DM : Les crises de ces dernières années ont incité les organisations philanthropiques à faire plus, à faire mieux, et à travailler davantage ensemble dans des contextes difficiles.
Les situations de crise sont en effet devenues la norme et, malheureusement, il y a peu de raisons de croire que cela va changer de sitôt. Pour aggraver les choses, ces crises n'ont pas formé une file d'attente ordonnée pour nous permettre de les affronter une par une : nous devons faire face à de multiples crises simultanément.
De ces difficultés a émergé le meilleur de la philanthropie. Nous avons été témoins d'une solidarité, d'une agilité, d'une rapidité et d'une collaboration extraordinaires. Récemment, nous avons vu cela dans l’urgence pour l’Ukraine, où quelques jours après l'invasion du pays, des plateformes ont été mises en ligne pour coordonner la réponse et identifier les besoins et les opportunités d'aide.

DG : La crise migratoire a poussé les fondations vers une plus grande collaboration : des initiatives existantes comme EPIM (European Programme for Integration and Migration) en sont sorties renforcées et davantage de collaborations internationales ont émergé dans un contexte de rétrécissement de l’espace pour la société civile (Funders Initiative for Civil Society - FICS, ou CIVITATES entre autres).

La pandémie et la guerre en Ukraine ont également amené le secteur à davantage de coopérations, de réactivité et de flexibilité : maintenant que nous avons vu que cela fonctionnait, espérons que cela pourra perdurer et s’élargir à d’autres domaines d’action. C’est en ce sens qu’Ariadne, en collaboration avec EDGE Funders Alliance, vient de lancer un site web, Funding for Real Change qui vise à proposer des modalités de financement plus réalistes et efficaces : frais de fonctionnement et coûts indirects (administration, recherche de subventions, mise en conformité légale et règlementaire…), mais aussi un soutien agile aux programmes, capable de s’adapter à leurs besoins. Nous avons recueilli les retours d’expérience d’une douzaine de fondations, parmi lesquelles de grandes fondations américaines, pour analyser l’impact de financements flexibles et de l’appui sur le long terme. Il en ressort que cette approche permet de sortir les organisations soutenues d’un cycle de financements ponctuels qui les fragilise, et qui limite leur impact puisque cela les réduit à des usines à projets.

■ **LIGNES DE DONNÉES**

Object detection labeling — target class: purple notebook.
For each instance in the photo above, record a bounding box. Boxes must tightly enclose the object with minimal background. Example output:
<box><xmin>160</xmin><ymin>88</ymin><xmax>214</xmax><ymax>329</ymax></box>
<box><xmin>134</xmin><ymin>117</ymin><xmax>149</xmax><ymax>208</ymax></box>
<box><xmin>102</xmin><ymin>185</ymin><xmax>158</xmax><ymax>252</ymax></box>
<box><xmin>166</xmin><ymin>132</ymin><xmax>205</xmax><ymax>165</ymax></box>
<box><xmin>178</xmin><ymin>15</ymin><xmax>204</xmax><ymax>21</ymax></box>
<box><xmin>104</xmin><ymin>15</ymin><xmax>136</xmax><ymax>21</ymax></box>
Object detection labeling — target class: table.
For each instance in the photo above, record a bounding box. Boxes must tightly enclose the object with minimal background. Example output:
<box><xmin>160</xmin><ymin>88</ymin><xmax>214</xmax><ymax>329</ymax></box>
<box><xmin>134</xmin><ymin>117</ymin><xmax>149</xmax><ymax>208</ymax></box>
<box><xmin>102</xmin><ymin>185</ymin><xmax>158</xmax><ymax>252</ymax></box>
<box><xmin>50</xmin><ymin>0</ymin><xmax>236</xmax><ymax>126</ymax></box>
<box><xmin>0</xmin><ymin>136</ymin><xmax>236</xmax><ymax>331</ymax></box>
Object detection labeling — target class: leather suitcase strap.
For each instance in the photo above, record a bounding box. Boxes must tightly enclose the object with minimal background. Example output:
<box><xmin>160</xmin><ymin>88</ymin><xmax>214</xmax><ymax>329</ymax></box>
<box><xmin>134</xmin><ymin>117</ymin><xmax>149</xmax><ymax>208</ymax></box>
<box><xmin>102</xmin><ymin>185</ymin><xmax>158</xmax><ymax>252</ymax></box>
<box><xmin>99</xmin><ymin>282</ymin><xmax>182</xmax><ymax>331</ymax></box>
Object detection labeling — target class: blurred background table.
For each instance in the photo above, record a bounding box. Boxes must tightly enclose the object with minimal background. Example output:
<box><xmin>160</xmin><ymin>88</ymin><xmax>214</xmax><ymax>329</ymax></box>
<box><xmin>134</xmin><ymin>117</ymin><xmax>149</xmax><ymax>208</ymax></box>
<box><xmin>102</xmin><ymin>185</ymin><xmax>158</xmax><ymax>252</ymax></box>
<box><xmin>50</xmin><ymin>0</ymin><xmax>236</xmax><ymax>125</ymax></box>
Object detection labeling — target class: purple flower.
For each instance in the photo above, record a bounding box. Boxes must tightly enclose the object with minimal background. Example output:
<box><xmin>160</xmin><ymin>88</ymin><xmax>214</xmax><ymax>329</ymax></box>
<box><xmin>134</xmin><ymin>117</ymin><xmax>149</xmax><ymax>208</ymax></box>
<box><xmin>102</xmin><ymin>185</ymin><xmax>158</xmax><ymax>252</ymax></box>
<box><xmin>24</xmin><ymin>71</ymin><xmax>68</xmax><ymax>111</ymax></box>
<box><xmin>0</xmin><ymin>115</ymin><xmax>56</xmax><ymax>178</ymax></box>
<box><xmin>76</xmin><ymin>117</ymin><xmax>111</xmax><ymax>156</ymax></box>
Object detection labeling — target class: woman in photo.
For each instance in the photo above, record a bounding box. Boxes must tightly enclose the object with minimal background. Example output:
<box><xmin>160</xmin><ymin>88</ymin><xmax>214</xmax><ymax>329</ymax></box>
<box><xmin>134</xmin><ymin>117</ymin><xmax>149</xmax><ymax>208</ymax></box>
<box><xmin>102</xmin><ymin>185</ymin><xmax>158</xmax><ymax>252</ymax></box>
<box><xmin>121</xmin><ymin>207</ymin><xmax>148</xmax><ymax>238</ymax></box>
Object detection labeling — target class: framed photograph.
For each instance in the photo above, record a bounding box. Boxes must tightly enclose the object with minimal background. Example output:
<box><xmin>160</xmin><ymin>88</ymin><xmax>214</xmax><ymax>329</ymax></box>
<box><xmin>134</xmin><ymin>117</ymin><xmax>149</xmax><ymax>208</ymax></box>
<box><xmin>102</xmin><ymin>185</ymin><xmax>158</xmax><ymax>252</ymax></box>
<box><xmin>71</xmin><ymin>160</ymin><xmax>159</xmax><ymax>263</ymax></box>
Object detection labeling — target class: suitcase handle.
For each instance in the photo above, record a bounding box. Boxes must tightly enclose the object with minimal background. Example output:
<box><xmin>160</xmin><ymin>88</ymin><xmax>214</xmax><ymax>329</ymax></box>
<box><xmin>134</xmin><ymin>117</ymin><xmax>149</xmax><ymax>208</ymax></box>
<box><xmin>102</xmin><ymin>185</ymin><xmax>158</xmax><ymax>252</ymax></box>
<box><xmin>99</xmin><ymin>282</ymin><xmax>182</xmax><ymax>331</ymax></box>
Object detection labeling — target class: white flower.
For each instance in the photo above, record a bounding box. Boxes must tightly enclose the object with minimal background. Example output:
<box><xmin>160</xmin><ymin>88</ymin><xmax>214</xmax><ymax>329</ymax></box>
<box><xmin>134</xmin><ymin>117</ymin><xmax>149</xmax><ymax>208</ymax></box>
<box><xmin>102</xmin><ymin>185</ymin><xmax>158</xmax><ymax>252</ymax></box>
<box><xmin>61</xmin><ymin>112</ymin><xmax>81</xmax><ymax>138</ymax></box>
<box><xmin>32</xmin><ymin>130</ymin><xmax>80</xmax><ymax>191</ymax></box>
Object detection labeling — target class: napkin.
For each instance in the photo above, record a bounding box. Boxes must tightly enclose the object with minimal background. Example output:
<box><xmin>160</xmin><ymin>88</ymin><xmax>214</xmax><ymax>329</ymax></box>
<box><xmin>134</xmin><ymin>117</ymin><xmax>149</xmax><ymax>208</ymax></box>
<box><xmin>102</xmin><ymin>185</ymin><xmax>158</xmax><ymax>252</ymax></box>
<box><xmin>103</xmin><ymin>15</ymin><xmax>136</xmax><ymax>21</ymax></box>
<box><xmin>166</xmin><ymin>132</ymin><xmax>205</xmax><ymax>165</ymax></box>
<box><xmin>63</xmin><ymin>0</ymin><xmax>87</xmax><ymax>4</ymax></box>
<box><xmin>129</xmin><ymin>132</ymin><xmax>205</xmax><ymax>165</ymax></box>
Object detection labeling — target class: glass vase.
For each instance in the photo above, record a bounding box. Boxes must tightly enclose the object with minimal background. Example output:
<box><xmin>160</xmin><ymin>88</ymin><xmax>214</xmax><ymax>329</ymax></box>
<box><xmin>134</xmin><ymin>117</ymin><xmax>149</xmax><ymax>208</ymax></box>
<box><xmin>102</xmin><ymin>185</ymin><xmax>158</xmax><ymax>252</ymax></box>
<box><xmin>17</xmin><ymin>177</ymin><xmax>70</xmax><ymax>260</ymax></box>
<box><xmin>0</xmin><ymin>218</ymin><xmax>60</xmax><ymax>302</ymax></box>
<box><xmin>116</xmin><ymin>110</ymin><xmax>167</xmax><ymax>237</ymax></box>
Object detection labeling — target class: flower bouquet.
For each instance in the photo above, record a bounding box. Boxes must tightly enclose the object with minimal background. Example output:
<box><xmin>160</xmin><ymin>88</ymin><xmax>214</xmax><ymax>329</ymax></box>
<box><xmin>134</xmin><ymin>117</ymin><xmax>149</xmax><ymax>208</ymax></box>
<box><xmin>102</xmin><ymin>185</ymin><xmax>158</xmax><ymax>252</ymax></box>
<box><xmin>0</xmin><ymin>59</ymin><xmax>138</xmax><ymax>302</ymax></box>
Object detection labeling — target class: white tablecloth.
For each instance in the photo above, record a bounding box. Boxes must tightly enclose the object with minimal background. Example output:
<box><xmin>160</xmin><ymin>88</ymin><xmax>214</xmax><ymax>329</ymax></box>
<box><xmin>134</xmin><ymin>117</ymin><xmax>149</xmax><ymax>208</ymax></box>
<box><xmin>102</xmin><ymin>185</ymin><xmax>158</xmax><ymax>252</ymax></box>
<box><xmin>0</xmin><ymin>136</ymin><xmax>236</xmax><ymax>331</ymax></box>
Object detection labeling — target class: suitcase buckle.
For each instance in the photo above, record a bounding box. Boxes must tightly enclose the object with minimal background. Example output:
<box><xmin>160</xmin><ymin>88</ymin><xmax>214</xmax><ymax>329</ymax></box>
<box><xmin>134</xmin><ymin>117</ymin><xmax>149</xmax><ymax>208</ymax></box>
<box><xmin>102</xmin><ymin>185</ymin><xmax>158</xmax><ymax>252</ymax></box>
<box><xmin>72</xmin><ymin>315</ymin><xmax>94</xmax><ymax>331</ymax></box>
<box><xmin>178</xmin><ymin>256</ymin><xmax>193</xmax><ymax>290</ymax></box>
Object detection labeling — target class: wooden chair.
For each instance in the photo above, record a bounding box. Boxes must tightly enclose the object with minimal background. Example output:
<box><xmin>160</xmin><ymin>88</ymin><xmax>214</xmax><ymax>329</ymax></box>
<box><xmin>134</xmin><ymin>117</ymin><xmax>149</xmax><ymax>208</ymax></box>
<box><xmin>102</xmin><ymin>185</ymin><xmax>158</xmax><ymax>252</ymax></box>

■ **CONSIGNE**
Poursuivez le texte sur la philanthropie face aux crises à partir de sa dernière phrase.

■ **CORRIGÉ**
Comment développer davantage les collaborations entre organisations philanthropiques européennes tout en apportant des réponses pertinentes à l’échelle locale ?

DG : Le thème de la collaboration revient régulièrement dans les souhaits de nos membres. Avec l’essaimage d’initiatives innovantes et efficaces issues de la société civile et le renforcement des échanges entre pairs du secteur philanthropique à l’échelle internationale, les bonnes pratiques peuvent être adaptées et reproduites aux niveaux nationaux ou locaux.
En outre, des fondations qui ont elles-mêmes expérimenté les bénéfices de la collaboration européenne seront plus à même d’aider leurs partenaires de la société civile à coopérer entre eux afin de maximiser l’impact pour le bien commun.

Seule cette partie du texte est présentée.